**Requirement**. Retype each line below precisely.

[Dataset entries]

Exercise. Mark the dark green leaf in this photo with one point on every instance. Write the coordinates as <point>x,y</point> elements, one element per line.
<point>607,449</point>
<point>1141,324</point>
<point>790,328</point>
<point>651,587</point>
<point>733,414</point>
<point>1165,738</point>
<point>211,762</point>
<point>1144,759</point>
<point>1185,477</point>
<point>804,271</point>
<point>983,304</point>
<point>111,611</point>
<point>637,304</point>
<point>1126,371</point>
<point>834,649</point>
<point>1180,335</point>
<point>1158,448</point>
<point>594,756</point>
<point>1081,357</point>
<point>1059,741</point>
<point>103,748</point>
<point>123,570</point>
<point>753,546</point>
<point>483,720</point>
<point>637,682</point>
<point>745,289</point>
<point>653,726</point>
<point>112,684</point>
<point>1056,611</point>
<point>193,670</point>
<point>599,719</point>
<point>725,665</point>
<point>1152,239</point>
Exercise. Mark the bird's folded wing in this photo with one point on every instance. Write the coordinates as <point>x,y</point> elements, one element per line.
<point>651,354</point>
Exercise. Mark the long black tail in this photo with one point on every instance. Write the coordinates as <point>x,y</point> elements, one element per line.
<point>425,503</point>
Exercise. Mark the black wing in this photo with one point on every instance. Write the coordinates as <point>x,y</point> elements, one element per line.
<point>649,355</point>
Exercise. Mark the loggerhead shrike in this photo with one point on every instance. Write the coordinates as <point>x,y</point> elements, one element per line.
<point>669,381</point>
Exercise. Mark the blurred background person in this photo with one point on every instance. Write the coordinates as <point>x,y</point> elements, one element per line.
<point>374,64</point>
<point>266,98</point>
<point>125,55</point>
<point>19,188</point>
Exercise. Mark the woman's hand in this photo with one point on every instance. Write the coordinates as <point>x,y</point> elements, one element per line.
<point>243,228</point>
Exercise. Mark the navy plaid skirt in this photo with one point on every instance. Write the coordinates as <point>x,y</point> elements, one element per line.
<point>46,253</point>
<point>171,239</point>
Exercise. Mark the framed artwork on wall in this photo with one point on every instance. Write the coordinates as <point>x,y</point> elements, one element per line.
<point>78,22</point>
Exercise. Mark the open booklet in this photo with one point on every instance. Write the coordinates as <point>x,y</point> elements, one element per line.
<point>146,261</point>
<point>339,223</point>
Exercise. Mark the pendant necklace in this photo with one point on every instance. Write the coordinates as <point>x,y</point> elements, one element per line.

**Solution for this problem**.
Exercise. Mark the dark green leaf in this photo with one point on every instance. Write the coordinates as <point>x,y</point> elements, one element per line.
<point>607,449</point>
<point>1141,324</point>
<point>790,328</point>
<point>651,587</point>
<point>733,414</point>
<point>1165,738</point>
<point>211,762</point>
<point>1144,759</point>
<point>1185,477</point>
<point>804,271</point>
<point>983,304</point>
<point>111,611</point>
<point>637,304</point>
<point>1126,371</point>
<point>834,649</point>
<point>1180,335</point>
<point>1158,448</point>
<point>594,756</point>
<point>1081,357</point>
<point>1059,741</point>
<point>103,748</point>
<point>123,570</point>
<point>753,546</point>
<point>483,720</point>
<point>637,682</point>
<point>745,289</point>
<point>653,726</point>
<point>112,684</point>
<point>1056,611</point>
<point>193,670</point>
<point>599,719</point>
<point>725,665</point>
<point>1152,239</point>
Exercise. Mark the bird's folded wing in this photo with one point on every instance. Write the coordinates as <point>x,y</point> elements, one element per line.
<point>651,354</point>
Exercise. Mark the long black tail in this photo with one point on every instance. Write the coordinates as <point>x,y</point> elements, one element per line.
<point>425,503</point>
Exercise. Mark the black wing in this photo with one point on every instance. Write the coordinates as <point>x,y</point> elements, one element per line.
<point>649,355</point>
Exercise. Mark the loggerhead shrike in this photo with one point on every instance. Write the coordinates as <point>x,y</point> elements, one element per line.
<point>669,381</point>
Exercise. Mark the blurred background person in this photo with one point on every instance. Write the coordinates as <point>x,y</point> elements, one element per line.
<point>374,64</point>
<point>266,98</point>
<point>125,55</point>
<point>19,188</point>
Exercise. Mark the woman's hand in this photo with one point on every instance. Write the coordinates as <point>x,y</point> elements, one element per line.
<point>243,228</point>
Exercise. Mark the navy plaid skirt in this photo with one point on every instance. Write the coordinates as <point>x,y</point> elements, one element per line.
<point>46,253</point>
<point>171,239</point>
Exercise. Mark the framed artwork on wall in this photo with one point on every instance. Write the coordinates as <point>x,y</point> elements, one element per line.
<point>78,22</point>
Exercise. Mark the open booklet in this photo with one point on every instance. Write the coordinates as <point>x,y</point> elements, one element per line.
<point>146,261</point>
<point>339,223</point>
Exercise. Mark the pendant necklace in this photo with one point on every instance. Write the coordinates as <point>x,y</point> elements, one element per line.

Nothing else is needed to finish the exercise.